Activity: Output all the data exactly. Pictures do not belong in the copy.
--- Given entries Enclosed Below ---
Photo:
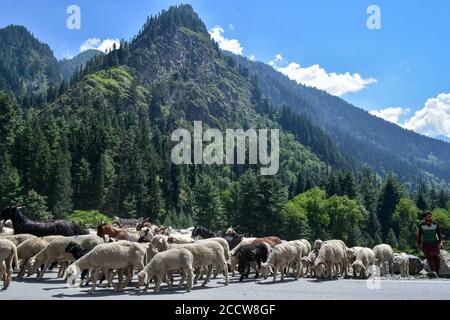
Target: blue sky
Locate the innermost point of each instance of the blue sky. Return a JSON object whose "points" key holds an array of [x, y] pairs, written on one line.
{"points": [[400, 72]]}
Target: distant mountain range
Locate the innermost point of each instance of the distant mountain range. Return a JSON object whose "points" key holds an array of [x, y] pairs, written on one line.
{"points": [[175, 73]]}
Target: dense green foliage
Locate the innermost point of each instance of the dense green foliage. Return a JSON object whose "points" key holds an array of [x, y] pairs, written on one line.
{"points": [[69, 66], [27, 66], [369, 140]]}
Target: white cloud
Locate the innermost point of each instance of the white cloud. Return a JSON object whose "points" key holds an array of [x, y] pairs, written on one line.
{"points": [[316, 76], [434, 118], [390, 114], [275, 62], [231, 45], [96, 43]]}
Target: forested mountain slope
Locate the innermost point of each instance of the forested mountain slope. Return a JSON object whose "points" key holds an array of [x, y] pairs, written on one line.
{"points": [[370, 140], [27, 66]]}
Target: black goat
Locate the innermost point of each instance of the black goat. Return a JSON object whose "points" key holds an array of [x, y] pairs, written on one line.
{"points": [[249, 254], [23, 225]]}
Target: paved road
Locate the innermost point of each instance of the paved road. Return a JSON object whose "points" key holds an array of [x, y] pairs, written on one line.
{"points": [[303, 289]]}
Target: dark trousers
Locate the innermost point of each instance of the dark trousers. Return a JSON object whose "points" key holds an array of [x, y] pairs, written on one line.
{"points": [[433, 254]]}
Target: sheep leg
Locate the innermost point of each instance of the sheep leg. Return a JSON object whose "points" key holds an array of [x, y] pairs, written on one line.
{"points": [[130, 273], [216, 273], [329, 268], [183, 278], [208, 277], [94, 280], [22, 269], [2, 274], [41, 274], [275, 269]]}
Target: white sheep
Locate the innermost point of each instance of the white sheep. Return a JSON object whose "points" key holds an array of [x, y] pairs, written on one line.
{"points": [[365, 259], [281, 256], [308, 263], [55, 251], [207, 253], [402, 260], [342, 243], [179, 259], [120, 255], [5, 230], [351, 255], [332, 254], [8, 257], [233, 258], [317, 245], [28, 249], [384, 258], [226, 251]]}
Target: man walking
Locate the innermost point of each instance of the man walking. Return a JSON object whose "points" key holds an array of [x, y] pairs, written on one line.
{"points": [[429, 239]]}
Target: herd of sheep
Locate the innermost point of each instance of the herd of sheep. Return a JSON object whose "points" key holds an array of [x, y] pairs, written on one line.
{"points": [[159, 253]]}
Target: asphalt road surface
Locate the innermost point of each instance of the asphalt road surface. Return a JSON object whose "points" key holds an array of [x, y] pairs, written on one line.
{"points": [[304, 289]]}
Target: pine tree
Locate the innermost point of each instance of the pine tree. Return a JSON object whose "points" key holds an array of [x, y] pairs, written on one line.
{"points": [[373, 227], [333, 187], [443, 199], [391, 239]]}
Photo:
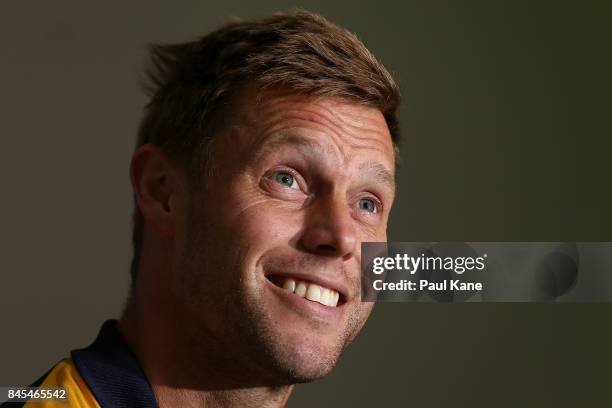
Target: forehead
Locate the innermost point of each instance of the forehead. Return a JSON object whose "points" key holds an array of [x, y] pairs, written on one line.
{"points": [[345, 130]]}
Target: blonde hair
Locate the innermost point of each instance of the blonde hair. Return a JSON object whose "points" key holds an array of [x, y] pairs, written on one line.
{"points": [[189, 83]]}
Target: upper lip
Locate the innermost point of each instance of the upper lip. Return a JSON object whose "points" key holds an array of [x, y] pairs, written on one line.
{"points": [[321, 280]]}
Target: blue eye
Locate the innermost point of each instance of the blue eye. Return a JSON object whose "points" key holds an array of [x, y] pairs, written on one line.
{"points": [[367, 204], [286, 179]]}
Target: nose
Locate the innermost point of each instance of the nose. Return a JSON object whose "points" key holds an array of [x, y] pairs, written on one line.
{"points": [[329, 229]]}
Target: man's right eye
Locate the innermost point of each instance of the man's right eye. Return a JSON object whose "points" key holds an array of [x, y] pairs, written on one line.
{"points": [[286, 179]]}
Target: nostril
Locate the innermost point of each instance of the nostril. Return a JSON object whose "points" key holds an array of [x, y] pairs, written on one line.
{"points": [[326, 248]]}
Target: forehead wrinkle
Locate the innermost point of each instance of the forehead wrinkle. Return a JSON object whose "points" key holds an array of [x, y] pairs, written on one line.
{"points": [[292, 137]]}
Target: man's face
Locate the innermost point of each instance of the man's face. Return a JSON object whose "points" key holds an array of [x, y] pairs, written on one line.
{"points": [[268, 266]]}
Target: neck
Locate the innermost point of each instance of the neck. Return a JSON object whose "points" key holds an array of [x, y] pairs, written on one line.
{"points": [[183, 375]]}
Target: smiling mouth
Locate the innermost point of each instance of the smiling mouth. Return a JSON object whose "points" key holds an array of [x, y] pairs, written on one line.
{"points": [[309, 290]]}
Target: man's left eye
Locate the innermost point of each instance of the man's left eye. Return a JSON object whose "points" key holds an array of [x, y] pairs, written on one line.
{"points": [[367, 204], [286, 179]]}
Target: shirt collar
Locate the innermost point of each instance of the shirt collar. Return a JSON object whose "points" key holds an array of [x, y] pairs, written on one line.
{"points": [[112, 372]]}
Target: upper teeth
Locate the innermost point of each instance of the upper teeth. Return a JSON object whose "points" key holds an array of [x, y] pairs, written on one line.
{"points": [[311, 291]]}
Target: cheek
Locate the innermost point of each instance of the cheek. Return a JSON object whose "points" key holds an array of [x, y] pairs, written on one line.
{"points": [[262, 226]]}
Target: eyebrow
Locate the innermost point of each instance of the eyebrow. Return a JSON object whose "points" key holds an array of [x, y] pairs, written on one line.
{"points": [[380, 172], [281, 139]]}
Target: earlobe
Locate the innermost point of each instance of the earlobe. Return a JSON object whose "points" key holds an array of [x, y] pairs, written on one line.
{"points": [[154, 182]]}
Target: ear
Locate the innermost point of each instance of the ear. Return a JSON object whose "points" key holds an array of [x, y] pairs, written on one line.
{"points": [[157, 187]]}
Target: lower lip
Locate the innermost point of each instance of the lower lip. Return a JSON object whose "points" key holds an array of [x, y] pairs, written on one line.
{"points": [[312, 309]]}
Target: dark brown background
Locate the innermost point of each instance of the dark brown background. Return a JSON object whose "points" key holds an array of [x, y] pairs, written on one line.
{"points": [[506, 137]]}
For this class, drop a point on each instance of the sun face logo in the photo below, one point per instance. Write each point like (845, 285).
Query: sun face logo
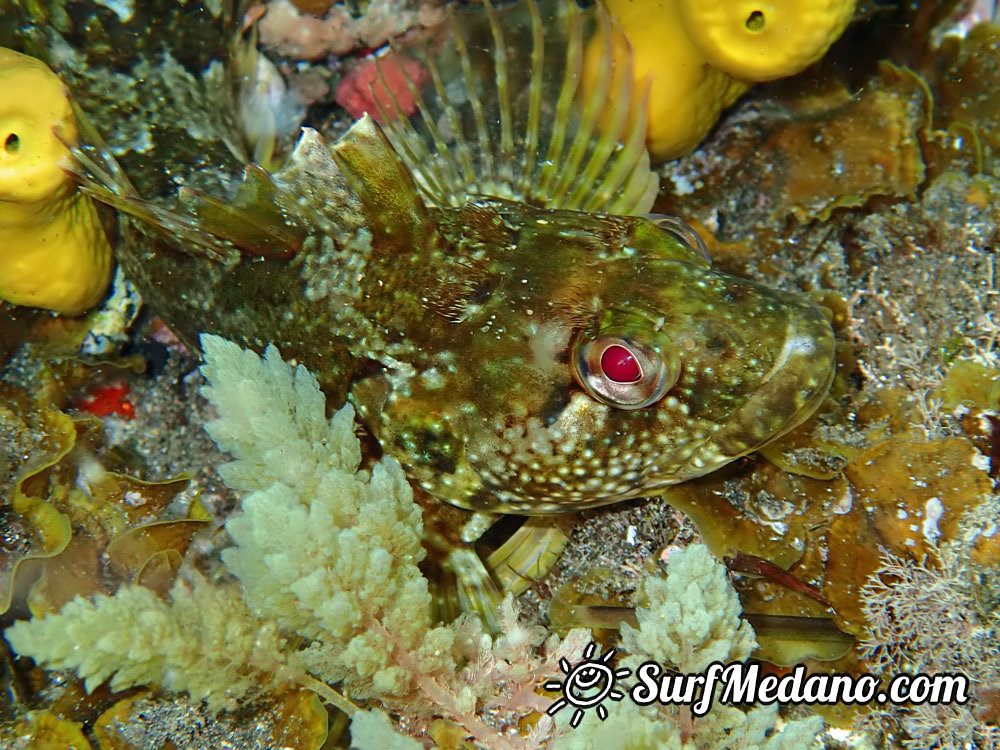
(586, 685)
--- End of Enclosed Given entries ---
Result of this task:
Photo:
Target: blue sky
Locate the innermost point of each instance of the blue sky. Return a JSON object whose "points" key holds an array of [x, y] pairs, written on one line.
{"points": [[400, 72]]}
Target: distant mountain range
Locate the innermost point of each instance of the distant mountain range. Return a JSON object whose "points" key holds an array of [x, y] pairs, written on one line.
{"points": [[175, 73]]}
Target: dense green foliage
Locate the innermost point of each instance of the dense green foliage. Return a JSON object whose "points" key holds an array of [x, y] pairs, written on one line.
{"points": [[69, 66], [27, 66], [369, 140]]}
Target: white cloud
Locate the innermost point of each instance of the white cloud. Return a JSON object whose "points" key holds an array of [x, y] pairs, written on one line.
{"points": [[316, 76], [434, 118], [390, 114], [275, 62], [231, 45], [96, 43]]}
Target: forested mountain slope
Locate the innermost point of each instance of the forested mountain slope. Return a JSON object whose "points" key holds an array of [x, y] pairs, written on one line.
{"points": [[370, 140], [27, 66]]}
Target: black goat
Locate the innermost point of each instance of the black goat. Return a JSON object whose "points" key holds an array of [x, y] pairs, written on one line.
{"points": [[249, 254], [23, 225]]}
Target: paved road
Locate the innermost point of each instance of the paved road. Return a JSON object whose "points" key holds an array of [x, y] pairs, written on one line.
{"points": [[303, 289]]}
Target: dark trousers
Locate the innermost point of each instance of the dark trousers. Return a JSON object whose "points" key holds an array of [x, y] pairs, written on one line.
{"points": [[433, 254]]}
Target: sheep leg
Locate the innermost point of each instance of the sheep leg. Return a JSON object whose "points" key holds an array of [x, y] pairs, written on one line.
{"points": [[130, 273], [216, 273], [329, 268], [183, 278], [208, 277], [94, 280], [22, 269], [2, 274], [41, 274], [275, 269]]}
Target: white sheep
Locate the innermost point of each instance of the white sheep. Return a JSON object whose "points" key holds an array of [x, y] pairs, written on one line.
{"points": [[365, 259], [281, 256], [308, 263], [55, 251], [207, 253], [402, 260], [342, 243], [179, 259], [120, 255], [5, 230], [351, 255], [332, 254], [8, 257], [233, 258], [317, 245], [28, 249], [384, 258], [226, 251]]}
Target: man walking
Locate the innermost point of each instance of the man walking. Return a JSON object whose "points" key holds an array of [x, y] pairs, written on one line.
{"points": [[429, 239]]}
Target: herd of sheep
Locate the innermost point of each instance of the herd of sheep. Return a JSON object whose "points" key holds an array of [x, y] pairs, written on one line.
{"points": [[159, 253]]}
Target: asphalt road surface
Locate the innermost point of each instance of the asphalt road surface. Return a JSON object whose "points" key holds an array of [x, y] pairs, written on one line.
{"points": [[304, 289]]}
Target: pine tree
Locate the innermost point of each instance of the pine tree. Return a JSON object whose "points" key holds an array of [x, y] pairs, written on one line.
{"points": [[373, 227], [333, 187], [443, 199], [391, 239]]}
Photo:
Target: forehead
Locate the innermost point of each instance of the forehead. Return a JSON object whose "points" key holds an array of [x, y] pairs, written on one line.
{"points": [[345, 130]]}
Target: blonde hair
Locate the innermost point of each instance of the blonde hair. Return a JSON object whose "points" key holds an array of [x, y] pairs, written on one line.
{"points": [[189, 83]]}
Target: upper lip
Locate the innermost point of each instance of the upper lip. Return a JSON object whose "points" key holds an array of [x, y] pairs, written on one line.
{"points": [[321, 280]]}
Target: blue eye
Locate the innermost point of each instance of the blue eye. Return a JSON object whose "points" key holds an array of [x, y] pairs, written on one line.
{"points": [[367, 204], [286, 179]]}
Target: nose
Locate the innermost point of each instance of the nose. Return a JSON object whose "points" key holds an array of [x, y] pairs, written on one line.
{"points": [[329, 229]]}
Target: man's right eye
Locate the innermost point of each instance of the man's right eye. Return a JSON object whose "points" key holds an array of [x, y] pairs, written on one line.
{"points": [[286, 179]]}
Target: nostril
Locate the innermost point of each instance of the nostril. Return a JSON object whose "points" key holds an array of [x, y] pairs, written on one line.
{"points": [[326, 248]]}
Target: forehead wrinkle
Locate the innermost point of each instance of the forehead wrinkle. Return a JSON object whose "points" key holds an array of [x, y] pairs, written on one line.
{"points": [[292, 137]]}
Target: man's face
Locate the innermost point of each instance of the man's face. Return a JSON object whose "points" key holds an array of [x, y] pairs, written on one line.
{"points": [[268, 266]]}
Target: neck
Locate the innermost point of each instance of the neck. Return a JSON object whose "points" key holds an array of [x, y] pairs, written on one line.
{"points": [[183, 375]]}
Target: smiling mouth
Locate the innermost point of each instance of the smiling mouth. Return a JSON object whose "points" key holds an array of [x, y] pairs, written on one line.
{"points": [[309, 290]]}
Target: man's left eye
Locate the innermost point of each instance of the man's left eye. Return a JSON object whose "points" key holds an array of [x, y] pairs, written on one line.
{"points": [[367, 204], [286, 179]]}
Target: shirt collar
Locate the innermost point of each instance of the shirt collar. Return a JSON object whose "points" key holds an array of [x, y] pairs, written on one line.
{"points": [[112, 372]]}
Target: upper teeth
Locate the innermost point of each instance of the upper teeth. Return a JSON object whose "points" key holds an array of [x, y] pairs, written on one line.
{"points": [[311, 291]]}
Target: cheek
Locate the innermost point of each instance of the cheek. Return a JSON object whose "points" key holds an array of [x, y] pairs, written on one line.
{"points": [[262, 226]]}
Target: eyebrow
Locate the innermost point of each instance of the eyebrow. Return a JSON object whose "points" key holds an array of [x, y] pairs, written on one line.
{"points": [[380, 172], [281, 139]]}
Target: earlobe
Locate the innermost point of each instance of the earlobe. Return a JSON object whose "points" key holds an array of [x, y] pairs, written on one line.
{"points": [[154, 182]]}
Target: ear
Locate the innermost point of each instance of the ear. Return a JSON object whose "points" key holds an array of [x, y] pairs, written on one line.
{"points": [[157, 187]]}
Target: lower lip
Locate the innermost point of each instance of the lower lip. Return a JSON object whose "points" key holds an array of [x, y] pairs, written on one line.
{"points": [[312, 309]]}
Target: dark brown background
Locate the innermost point of each instance of the dark brown background. Return a JSON object whose "points" key holds an array of [x, y] pairs, written on one line.
{"points": [[506, 137]]}
For this class, drop a point on each instance of the sun face logo in the photo below, one point per instance. Write each point like (845, 285).
Query: sun face logo
(586, 685)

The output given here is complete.